* START Input rows *

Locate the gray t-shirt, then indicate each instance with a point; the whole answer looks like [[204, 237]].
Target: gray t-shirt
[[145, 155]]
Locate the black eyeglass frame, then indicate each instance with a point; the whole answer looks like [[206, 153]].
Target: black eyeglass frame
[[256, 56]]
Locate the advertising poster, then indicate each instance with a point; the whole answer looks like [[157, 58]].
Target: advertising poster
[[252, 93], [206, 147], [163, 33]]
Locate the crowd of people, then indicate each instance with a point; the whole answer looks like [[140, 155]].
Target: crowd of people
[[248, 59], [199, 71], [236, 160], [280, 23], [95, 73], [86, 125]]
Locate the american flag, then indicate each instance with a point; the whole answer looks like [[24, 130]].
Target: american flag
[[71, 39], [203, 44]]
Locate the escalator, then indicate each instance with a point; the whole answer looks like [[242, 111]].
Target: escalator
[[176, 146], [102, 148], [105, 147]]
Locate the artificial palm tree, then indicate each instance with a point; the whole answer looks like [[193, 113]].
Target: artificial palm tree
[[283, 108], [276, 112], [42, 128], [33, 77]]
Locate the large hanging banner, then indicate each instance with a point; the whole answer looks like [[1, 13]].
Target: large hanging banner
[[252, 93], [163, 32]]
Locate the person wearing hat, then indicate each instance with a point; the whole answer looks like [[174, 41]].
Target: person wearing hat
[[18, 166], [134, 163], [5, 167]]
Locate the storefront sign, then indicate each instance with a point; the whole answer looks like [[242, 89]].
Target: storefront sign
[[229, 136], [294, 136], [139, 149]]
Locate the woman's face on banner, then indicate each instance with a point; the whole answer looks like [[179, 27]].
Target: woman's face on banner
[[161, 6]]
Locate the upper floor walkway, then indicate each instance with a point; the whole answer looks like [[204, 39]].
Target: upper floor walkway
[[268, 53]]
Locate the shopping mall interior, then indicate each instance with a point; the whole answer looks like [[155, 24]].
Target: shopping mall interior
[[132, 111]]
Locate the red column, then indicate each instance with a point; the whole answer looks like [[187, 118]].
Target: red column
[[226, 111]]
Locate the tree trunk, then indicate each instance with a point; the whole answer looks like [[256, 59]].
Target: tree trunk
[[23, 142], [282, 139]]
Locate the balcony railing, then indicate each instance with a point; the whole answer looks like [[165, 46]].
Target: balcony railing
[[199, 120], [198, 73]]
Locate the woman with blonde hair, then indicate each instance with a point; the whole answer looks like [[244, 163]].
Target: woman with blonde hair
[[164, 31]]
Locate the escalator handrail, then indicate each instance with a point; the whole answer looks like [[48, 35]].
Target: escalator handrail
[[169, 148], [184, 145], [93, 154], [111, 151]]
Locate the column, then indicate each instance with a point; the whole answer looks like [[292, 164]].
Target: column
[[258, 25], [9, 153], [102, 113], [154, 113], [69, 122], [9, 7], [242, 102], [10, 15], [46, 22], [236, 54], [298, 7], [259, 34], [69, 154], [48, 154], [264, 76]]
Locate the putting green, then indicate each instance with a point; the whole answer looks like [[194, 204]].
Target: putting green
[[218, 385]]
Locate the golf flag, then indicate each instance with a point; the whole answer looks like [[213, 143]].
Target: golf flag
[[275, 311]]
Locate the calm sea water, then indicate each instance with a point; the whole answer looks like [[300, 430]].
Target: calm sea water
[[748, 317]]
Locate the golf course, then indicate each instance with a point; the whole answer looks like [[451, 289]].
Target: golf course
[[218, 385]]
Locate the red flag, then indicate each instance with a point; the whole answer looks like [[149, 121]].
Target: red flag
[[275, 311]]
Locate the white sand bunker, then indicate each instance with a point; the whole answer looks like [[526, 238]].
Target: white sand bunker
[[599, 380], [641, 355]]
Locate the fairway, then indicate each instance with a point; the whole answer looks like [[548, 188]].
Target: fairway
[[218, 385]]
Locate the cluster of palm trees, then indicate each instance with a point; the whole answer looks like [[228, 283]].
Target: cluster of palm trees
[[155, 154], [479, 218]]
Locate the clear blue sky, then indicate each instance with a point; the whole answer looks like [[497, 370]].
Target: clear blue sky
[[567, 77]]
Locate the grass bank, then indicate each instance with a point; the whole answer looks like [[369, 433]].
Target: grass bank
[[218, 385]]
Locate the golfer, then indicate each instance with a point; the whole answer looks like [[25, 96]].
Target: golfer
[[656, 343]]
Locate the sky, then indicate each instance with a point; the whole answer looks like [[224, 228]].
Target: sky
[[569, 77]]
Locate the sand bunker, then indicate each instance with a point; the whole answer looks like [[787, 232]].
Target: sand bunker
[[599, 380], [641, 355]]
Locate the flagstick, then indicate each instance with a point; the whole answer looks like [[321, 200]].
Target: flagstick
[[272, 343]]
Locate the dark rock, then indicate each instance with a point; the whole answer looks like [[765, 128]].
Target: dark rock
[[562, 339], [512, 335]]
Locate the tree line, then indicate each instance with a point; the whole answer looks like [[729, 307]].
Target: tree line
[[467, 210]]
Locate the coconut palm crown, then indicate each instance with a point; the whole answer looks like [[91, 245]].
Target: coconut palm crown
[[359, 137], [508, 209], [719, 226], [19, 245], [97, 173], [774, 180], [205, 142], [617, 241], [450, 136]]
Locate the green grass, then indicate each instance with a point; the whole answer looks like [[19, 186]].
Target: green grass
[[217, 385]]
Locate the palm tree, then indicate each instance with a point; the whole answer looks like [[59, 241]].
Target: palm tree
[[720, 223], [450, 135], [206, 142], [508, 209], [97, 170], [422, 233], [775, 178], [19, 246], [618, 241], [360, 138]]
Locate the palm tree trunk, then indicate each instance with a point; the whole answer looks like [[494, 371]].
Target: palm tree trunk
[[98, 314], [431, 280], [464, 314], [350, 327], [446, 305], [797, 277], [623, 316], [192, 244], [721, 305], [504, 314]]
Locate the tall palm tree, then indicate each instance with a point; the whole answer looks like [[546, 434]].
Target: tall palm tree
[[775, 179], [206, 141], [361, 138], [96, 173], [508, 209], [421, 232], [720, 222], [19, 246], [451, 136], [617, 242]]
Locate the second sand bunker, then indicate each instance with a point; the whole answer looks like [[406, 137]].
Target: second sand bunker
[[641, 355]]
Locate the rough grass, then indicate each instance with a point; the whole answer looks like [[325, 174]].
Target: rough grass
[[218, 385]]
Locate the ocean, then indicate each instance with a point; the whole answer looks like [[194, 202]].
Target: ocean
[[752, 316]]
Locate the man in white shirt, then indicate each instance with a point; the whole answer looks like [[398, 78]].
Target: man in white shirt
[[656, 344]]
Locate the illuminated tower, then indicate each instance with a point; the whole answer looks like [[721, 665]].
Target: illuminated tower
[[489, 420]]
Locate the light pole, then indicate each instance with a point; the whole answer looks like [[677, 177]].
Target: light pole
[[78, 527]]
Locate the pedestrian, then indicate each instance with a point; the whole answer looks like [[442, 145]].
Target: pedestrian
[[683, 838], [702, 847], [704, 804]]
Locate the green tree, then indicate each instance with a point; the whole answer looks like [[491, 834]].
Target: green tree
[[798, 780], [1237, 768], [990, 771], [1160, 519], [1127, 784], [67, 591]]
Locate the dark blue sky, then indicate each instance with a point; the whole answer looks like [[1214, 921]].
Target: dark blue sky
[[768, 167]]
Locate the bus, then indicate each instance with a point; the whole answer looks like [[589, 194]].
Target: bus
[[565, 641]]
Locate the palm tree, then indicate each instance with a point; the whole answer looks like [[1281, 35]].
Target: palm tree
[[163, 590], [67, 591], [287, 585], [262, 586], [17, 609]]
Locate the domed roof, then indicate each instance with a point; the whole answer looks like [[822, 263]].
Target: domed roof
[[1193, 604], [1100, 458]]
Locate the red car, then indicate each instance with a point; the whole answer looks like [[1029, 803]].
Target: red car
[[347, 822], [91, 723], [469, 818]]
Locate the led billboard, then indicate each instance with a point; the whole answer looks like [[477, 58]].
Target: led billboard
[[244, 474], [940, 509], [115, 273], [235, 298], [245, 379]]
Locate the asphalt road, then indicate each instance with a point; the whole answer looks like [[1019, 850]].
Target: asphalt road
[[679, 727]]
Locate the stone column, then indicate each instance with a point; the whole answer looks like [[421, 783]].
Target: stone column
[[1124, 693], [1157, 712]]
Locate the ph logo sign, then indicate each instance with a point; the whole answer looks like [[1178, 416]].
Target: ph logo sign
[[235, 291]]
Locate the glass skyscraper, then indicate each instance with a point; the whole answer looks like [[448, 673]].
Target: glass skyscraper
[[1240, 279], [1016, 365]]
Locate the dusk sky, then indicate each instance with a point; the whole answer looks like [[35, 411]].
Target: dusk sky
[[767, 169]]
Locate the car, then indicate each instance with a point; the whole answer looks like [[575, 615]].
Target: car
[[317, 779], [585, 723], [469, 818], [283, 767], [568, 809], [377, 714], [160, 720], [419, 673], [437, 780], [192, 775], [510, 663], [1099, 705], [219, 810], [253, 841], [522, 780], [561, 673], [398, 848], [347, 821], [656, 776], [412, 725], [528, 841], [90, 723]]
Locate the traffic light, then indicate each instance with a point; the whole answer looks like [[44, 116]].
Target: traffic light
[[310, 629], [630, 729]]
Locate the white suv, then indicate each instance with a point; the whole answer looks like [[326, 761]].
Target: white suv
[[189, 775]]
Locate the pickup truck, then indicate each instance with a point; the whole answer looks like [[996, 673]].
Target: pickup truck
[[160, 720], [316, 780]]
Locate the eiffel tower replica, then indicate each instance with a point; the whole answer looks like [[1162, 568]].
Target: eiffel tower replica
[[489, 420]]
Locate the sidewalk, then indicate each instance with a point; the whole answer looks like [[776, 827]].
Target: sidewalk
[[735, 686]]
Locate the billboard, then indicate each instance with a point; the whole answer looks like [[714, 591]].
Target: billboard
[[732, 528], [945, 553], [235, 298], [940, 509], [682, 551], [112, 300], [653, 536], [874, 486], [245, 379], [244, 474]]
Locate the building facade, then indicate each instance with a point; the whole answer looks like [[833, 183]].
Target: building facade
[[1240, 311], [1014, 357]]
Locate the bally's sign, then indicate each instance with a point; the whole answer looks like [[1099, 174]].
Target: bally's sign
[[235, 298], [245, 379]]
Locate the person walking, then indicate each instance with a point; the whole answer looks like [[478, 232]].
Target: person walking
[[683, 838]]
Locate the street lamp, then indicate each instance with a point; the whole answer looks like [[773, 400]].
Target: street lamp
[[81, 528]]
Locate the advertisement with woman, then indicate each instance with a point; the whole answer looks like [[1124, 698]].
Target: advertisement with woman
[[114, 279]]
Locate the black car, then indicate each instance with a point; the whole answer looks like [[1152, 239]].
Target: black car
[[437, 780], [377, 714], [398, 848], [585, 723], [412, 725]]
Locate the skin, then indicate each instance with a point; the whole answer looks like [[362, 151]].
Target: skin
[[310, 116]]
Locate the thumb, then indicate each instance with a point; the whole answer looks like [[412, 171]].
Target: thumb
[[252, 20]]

* END Input rows *

The request
Copy out the rows from the first one through the line that has "[[132, 111]]", and rename "escalator" as "moving staircase" everywhere in them while leaving all else unchanged.

Answer to this task
Locate the gray t-shirt, then indicate each instance with a point; the whole answer looks like [[204, 237]].
Target: gray t-shirt
[[145, 155]]
Locate the black eyeglass frame, then indicate each instance with a point; the whole answer looks like [[206, 153]].
Target: black eyeglass frame
[[256, 56]]
Locate the advertising poster, then indicate each instance with a point; the whole answer looks like [[157, 58]].
Target: advertising poster
[[252, 93], [206, 147], [163, 33]]
Locate the crowd of people, then indicate each instance with a point; the whole answer looks like [[140, 155]].
Target: crowd of people
[[248, 59], [199, 71], [236, 160], [280, 23], [95, 73], [86, 125]]
Locate the american flag, then indicate each instance with a point; the whole answer looks like [[24, 130]].
Target: american flag
[[71, 39], [203, 44]]
Locate the moving staircase, then indicate each instance with a point; the whole answer looks like [[242, 111]].
Target: moving staircase
[[176, 146], [102, 148], [105, 147]]
Locate the artificial palm tree, then indicate each instance with a point; the whole answer looks like [[193, 113]].
Target: artificial palm tree
[[283, 108], [276, 112], [42, 128], [33, 77]]
Locate the large hanging banner, then indicate each instance with a point; the whole answer looks like [[1, 13]].
Target: large hanging banner
[[252, 93], [163, 32]]
Locate the person wearing hat, then indicate each instance with a point; the whole answer looks like [[174, 41]].
Target: person wearing hat
[[18, 166], [134, 163], [5, 167]]
Locate the storefront sign, then indicate each instance with a point; the whole answer looks like [[242, 89]].
Target: storefront sign
[[229, 136], [294, 136], [139, 149]]
Locate the woman's face on banner, then indicate each instance with a point; the whole answer looks like [[179, 27]].
Target: woman's face on banner
[[161, 6]]
Locate the upper floor walkway, then indicate each instance with a point; the whole answer looks like [[204, 39]].
Target: upper floor walkway
[[268, 53]]
Locate the shopping mall interior, then indicate each instance with a point; the whole answer looks like [[155, 24]].
Target: shopping mall interior
[[132, 111]]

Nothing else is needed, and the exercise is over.